→ **Work required**:
Answer these from the film text below:
1. Who handled the cinematography?
2. Who composed the background score?
3. Who wrote the song lyrics?

[begin Text to read]

- Movie Released
- Directed by: M. A. Nishad
- Written by: K. V. Anil
- Produced by: M. A. Nishad
- Starring: Pasupathy; Mallika; Padmapriya; Shwetha Menon; Makarand Deshpande;
- Cinematography: Pradeep Nair
- Music by: M. Jayachandran (Songs) Rajamani (Background Score)
- Release date: 29 June 2012;
- Country: India
- Language: Malayalam

= No. 66 Madhura Bus =

No. 66 Madhura Bus is a 2012 Malayalam-language road crime thriller movie directed by M. A. Nishad and stars Pasupathy, Padmapriya, Mallika, Shwetha Menon and Makarand Deshpande in pivotal roles. The screenplay is by noted author K. V. Anil. A journey of love and revenge, the film's story unfolds amidst the travel of an interstate bus. M. A. Nishad, has earlier directed Pakal, Nagaram, Aayudham, Vairam and quite recently Best of Luck. M.Jayachandran composed the musical score for the film with lyrics written by Vayalar Sharathchandra Verma and Rajiv Alunkal.

[end Text to read]
[begin Stored rows]

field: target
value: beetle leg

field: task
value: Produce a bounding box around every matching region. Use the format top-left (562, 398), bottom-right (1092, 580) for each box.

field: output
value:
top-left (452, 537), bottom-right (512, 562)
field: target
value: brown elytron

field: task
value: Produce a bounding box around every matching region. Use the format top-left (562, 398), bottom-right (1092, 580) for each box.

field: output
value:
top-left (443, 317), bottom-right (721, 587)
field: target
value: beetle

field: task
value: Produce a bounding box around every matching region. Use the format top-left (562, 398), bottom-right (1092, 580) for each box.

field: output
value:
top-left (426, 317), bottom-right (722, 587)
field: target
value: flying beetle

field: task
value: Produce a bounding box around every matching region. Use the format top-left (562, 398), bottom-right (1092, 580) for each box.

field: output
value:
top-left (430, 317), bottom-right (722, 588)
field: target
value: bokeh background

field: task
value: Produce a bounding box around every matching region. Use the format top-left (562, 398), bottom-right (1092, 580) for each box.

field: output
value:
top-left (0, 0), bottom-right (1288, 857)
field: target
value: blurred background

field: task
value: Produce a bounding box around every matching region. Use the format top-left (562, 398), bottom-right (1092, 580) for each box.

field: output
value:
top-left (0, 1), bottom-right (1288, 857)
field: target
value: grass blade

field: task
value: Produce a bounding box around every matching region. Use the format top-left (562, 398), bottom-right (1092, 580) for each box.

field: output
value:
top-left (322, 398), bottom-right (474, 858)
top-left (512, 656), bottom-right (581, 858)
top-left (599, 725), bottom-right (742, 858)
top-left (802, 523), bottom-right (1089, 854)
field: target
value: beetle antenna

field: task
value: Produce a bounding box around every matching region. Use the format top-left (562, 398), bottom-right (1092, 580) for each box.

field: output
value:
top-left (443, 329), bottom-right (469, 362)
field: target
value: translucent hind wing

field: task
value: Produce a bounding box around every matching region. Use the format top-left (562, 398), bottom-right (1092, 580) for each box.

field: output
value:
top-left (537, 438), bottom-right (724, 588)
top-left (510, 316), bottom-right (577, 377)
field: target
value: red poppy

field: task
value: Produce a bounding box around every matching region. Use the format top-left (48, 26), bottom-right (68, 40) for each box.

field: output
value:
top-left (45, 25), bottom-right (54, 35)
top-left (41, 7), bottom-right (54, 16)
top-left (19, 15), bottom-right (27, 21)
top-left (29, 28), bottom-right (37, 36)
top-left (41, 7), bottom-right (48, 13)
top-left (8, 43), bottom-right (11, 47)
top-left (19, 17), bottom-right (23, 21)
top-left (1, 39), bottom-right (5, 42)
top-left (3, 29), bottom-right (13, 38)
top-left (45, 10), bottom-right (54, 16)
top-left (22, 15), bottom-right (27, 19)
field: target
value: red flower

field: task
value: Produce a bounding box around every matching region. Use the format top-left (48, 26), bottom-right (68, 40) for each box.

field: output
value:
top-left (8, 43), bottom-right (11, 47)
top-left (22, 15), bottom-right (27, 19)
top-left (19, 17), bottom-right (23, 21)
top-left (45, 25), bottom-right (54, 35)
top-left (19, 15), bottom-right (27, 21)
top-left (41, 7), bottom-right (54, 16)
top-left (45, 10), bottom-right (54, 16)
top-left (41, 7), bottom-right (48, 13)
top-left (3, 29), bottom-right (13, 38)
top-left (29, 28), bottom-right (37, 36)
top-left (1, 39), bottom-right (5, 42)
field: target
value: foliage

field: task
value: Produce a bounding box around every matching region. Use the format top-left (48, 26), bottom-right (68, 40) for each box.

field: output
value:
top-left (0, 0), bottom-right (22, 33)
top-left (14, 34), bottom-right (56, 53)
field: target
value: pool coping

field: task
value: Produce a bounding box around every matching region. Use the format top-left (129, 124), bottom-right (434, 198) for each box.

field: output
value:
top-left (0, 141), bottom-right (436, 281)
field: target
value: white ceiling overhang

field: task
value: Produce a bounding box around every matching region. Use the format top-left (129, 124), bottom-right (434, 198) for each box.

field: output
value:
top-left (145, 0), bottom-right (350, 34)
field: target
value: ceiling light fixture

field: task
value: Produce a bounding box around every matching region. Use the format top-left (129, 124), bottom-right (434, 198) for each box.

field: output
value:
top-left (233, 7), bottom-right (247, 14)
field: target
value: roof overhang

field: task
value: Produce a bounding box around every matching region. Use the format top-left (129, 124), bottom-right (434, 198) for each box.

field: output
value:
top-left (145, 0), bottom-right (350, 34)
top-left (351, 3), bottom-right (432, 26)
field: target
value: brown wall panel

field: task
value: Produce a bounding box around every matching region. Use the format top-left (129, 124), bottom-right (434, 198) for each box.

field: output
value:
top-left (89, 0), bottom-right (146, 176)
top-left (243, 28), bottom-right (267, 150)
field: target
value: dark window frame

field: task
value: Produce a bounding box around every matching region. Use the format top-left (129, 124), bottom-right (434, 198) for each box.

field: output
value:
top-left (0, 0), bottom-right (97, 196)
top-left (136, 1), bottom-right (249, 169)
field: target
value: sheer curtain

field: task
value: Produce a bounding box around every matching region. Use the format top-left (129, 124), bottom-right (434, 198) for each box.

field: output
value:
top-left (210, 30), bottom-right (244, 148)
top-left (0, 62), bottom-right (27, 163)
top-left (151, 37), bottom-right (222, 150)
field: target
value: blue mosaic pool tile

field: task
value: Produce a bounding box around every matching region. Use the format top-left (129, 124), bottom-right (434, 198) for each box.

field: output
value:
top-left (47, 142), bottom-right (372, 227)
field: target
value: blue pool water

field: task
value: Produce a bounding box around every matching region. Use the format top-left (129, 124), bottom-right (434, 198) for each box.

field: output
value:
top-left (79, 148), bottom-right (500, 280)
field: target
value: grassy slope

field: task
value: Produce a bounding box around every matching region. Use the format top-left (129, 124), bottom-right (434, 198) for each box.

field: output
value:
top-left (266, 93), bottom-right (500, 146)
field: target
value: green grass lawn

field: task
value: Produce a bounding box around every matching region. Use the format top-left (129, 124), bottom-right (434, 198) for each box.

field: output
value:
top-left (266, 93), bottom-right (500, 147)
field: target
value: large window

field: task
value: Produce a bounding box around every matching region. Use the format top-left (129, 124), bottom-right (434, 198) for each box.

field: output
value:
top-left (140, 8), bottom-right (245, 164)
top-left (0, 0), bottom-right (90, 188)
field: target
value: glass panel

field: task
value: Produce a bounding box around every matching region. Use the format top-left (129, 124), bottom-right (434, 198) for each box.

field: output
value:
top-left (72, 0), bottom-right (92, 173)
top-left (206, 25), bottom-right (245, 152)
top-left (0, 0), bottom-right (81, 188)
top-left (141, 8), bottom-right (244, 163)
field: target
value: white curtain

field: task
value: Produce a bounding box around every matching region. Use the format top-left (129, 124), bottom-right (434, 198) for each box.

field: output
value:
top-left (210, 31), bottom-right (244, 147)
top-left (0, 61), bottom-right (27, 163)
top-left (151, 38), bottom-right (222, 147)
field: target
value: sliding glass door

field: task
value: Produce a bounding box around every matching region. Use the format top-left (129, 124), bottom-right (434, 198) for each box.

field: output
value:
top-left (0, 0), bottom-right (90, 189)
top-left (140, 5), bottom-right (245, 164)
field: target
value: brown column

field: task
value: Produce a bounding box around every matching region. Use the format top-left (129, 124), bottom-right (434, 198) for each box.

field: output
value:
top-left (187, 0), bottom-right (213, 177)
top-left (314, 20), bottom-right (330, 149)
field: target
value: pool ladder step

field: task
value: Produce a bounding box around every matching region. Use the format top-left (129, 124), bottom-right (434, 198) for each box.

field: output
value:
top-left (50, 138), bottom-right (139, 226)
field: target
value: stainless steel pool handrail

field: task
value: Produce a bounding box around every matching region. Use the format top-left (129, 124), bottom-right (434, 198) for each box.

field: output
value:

[end Stored rows]

→ **Solution below**:
1. Pradeep Nair
2. Rajamani
3. Vayalar Sharathchandra Verma and Rajiv Alunkal